↓

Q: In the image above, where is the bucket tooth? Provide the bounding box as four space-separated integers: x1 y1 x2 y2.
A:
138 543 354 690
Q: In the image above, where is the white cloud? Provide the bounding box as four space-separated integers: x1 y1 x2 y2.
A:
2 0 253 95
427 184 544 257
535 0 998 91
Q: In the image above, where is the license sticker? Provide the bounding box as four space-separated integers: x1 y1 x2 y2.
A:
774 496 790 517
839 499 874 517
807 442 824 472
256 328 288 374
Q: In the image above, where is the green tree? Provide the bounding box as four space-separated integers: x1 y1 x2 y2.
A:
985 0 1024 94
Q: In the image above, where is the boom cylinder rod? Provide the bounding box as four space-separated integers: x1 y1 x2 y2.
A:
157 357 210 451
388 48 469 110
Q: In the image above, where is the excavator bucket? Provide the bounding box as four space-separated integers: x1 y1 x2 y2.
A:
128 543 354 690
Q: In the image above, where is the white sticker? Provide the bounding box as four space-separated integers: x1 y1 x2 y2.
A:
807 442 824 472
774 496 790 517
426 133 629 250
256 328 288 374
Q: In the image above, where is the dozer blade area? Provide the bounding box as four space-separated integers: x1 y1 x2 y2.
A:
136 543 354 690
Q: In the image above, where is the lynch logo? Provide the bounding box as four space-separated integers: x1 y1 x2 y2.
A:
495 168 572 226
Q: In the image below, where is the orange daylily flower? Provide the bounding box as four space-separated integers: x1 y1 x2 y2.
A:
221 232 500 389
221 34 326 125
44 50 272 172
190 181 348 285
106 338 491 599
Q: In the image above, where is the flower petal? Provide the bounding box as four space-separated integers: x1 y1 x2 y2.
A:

↑

From the listing above, keep only the lines that contain the word "image", and copy each of them out.

Q: In the image above, where is the bucket tooth? Provide the bounding box as four space-separated integers: x1 y1 x2 y2.
Q: In the image above, where is the white cloud? Provide the bounding box as four space-separated integers: x1 y1 x2 y2.
Q: In the image above, where is the license sticker? Provide the bounding box as four space-separated integers: x1 y1 x2 y2.
Q: In the image above, where is the green tree? Provide the bounding box as four space-separated integers: x1 y1 x2 y2.
Q: In the image above, where is the boom cylinder rod? Provide the bounding box as four space-separated integers: x1 y1 x2 y2.
Q: In the image above, where is the excavator bucket? Provide the bounding box as four space-separated integers: x1 y1 x2 y2.
Q: In the image above, where is the white sticker? Provide the bounding box as four space-separated integers: x1 y1 x2 y2.
Q: In the image above, where is the dozer blade area? Provide the bounding box as four space-separated integers: x1 y1 x2 y2.
Q: In the image above, where is the lynch logo? Provide the bounding box as four space-separated integers: x1 y1 x2 y2.
Q: In the image below, where is the orange daylily flower? Provide the bounding box as four space-separated integers: x1 y1 x2 y2.
Q: In the image above, where is the flower petal? Provide the bounding box as four space-separated integers: x1 y1 x2 y2.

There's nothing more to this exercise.